*Description of the task*. Write out exactly, please, the lines from the one containing "target: arched doorway" to the end of the material.

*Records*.
• • • •

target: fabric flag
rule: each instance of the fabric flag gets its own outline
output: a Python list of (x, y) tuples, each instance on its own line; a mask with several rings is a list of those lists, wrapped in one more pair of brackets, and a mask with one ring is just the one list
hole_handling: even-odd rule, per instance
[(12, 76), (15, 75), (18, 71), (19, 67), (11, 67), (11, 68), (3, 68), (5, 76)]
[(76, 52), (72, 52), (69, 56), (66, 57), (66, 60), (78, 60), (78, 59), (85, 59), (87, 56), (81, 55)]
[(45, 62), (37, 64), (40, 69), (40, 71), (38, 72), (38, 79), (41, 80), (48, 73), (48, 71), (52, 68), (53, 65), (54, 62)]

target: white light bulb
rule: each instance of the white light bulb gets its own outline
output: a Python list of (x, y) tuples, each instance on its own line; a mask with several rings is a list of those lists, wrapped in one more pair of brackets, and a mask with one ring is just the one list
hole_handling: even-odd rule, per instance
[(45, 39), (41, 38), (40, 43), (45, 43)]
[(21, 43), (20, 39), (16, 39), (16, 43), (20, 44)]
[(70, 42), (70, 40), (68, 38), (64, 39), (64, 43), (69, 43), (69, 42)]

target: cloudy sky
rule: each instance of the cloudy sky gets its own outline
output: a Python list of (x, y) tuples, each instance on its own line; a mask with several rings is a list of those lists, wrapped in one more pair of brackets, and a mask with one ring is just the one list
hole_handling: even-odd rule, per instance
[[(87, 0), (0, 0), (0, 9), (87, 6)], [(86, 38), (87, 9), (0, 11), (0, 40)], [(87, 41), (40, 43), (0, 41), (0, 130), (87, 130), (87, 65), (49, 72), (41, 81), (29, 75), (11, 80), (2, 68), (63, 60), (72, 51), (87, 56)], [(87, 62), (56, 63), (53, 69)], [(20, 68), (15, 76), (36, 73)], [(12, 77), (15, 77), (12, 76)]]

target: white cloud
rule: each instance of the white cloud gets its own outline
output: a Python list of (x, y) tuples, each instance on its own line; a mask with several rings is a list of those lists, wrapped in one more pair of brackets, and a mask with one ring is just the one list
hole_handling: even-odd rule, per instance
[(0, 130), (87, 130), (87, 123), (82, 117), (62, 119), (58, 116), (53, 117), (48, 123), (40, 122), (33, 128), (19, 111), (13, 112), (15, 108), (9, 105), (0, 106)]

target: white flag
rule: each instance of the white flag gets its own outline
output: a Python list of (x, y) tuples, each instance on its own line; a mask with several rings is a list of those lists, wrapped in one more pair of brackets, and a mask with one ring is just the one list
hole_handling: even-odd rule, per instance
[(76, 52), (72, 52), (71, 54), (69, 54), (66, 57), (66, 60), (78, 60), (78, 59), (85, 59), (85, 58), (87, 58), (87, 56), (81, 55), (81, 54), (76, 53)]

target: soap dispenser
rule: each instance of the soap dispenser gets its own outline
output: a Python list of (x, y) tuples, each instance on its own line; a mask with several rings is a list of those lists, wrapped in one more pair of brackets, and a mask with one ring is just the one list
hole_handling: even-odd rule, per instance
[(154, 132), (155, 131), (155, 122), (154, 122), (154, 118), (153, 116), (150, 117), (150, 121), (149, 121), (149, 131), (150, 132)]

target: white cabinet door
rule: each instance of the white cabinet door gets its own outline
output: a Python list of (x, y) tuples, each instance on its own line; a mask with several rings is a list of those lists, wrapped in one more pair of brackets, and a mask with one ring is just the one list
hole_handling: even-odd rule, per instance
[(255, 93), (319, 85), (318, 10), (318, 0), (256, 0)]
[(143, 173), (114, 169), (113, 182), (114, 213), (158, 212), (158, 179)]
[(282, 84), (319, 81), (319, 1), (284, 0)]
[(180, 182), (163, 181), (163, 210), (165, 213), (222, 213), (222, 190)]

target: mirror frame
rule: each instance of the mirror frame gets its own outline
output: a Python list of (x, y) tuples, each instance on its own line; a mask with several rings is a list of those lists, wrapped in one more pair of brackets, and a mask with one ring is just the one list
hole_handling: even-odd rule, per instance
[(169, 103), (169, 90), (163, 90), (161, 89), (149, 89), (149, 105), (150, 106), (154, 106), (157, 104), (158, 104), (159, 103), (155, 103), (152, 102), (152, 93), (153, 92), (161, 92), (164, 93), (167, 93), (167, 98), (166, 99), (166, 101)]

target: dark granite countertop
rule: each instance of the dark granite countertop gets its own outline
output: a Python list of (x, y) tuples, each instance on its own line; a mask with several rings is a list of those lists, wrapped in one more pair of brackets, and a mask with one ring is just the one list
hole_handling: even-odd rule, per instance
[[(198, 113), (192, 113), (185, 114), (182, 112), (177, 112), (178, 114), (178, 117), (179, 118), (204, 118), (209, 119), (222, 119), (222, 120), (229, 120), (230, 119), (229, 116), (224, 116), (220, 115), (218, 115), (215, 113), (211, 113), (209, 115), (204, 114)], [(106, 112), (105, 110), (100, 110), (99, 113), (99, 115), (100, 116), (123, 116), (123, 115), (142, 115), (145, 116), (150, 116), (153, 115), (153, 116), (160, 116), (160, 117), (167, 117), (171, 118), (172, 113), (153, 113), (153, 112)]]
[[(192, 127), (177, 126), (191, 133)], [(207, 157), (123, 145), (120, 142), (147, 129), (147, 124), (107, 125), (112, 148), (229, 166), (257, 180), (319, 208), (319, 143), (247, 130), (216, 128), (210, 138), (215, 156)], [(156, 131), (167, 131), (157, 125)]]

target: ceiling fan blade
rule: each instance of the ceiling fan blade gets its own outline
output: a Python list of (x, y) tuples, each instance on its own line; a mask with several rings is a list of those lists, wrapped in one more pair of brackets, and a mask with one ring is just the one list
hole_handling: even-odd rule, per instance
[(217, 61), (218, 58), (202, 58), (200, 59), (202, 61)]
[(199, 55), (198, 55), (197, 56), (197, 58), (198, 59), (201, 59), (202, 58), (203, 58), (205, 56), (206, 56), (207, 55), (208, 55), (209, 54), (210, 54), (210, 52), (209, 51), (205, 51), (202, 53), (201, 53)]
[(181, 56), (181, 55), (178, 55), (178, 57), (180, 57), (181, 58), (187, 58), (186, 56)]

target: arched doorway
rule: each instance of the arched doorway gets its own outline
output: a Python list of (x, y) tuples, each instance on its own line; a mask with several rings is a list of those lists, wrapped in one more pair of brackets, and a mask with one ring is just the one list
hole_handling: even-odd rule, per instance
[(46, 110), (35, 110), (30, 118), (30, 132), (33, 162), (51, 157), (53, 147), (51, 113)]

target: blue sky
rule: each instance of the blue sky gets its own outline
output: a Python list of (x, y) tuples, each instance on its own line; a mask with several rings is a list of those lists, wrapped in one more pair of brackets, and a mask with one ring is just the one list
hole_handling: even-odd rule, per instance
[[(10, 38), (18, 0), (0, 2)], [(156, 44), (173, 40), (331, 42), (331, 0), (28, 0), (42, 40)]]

• • • •

*Answer to this problem*.
target: arched doorway
rule: each instance of the arched doorway gets its own outline
output: a Python list of (x, y) tuples, each instance on its own line; a mask with several rings is a list of those lists, wrapped in one more pair of brackets, and a mask with one ring is just the one list
hole_handling: even-odd rule, per instance
[(46, 110), (35, 110), (30, 118), (30, 132), (33, 162), (51, 157), (53, 147), (51, 113)]

target: blue sky
rule: each instance of the blue sky gets its own outline
output: a Python list of (x, y) tuples, each instance on its own line; a mask with several rings is a list of those lists, wrapped in one more pair of brackets, and a mask with one ring is just the one list
hole_handling: even-odd rule, per instance
[[(10, 38), (18, 0), (0, 2)], [(156, 44), (173, 40), (331, 42), (331, 0), (28, 0), (42, 40)]]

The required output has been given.